Return, word for word, everything from the start of the entries below down to the line containing "5, 5, 540, 123", both ends included. Leave the pictures out of your answer.

(Records)
-- begin --

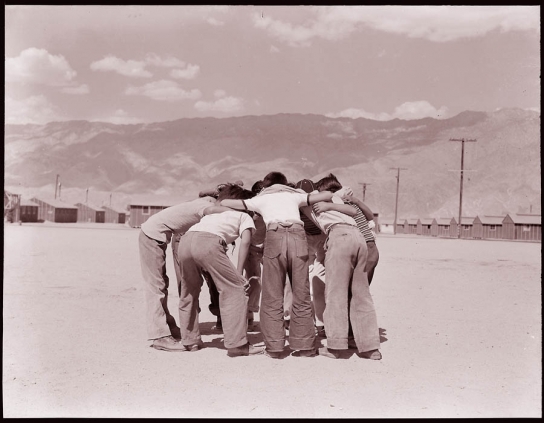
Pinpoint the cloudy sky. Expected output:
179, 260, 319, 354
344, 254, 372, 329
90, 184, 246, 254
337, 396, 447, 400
5, 5, 540, 123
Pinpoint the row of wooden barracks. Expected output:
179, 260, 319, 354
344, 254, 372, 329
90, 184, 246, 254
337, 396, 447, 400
4, 190, 127, 224
379, 213, 542, 242
4, 191, 542, 242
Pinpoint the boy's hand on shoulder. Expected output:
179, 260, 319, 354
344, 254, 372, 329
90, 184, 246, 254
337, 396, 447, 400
313, 201, 330, 213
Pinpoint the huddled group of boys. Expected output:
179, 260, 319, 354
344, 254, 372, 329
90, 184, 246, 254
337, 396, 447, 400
139, 172, 382, 360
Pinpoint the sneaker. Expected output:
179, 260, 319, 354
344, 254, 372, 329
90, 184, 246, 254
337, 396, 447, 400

-- end --

- REPLY
Pinpoint the cloudy sky. Expected output:
179, 260, 319, 354
344, 254, 372, 329
90, 184, 246, 254
337, 396, 447, 400
5, 5, 540, 123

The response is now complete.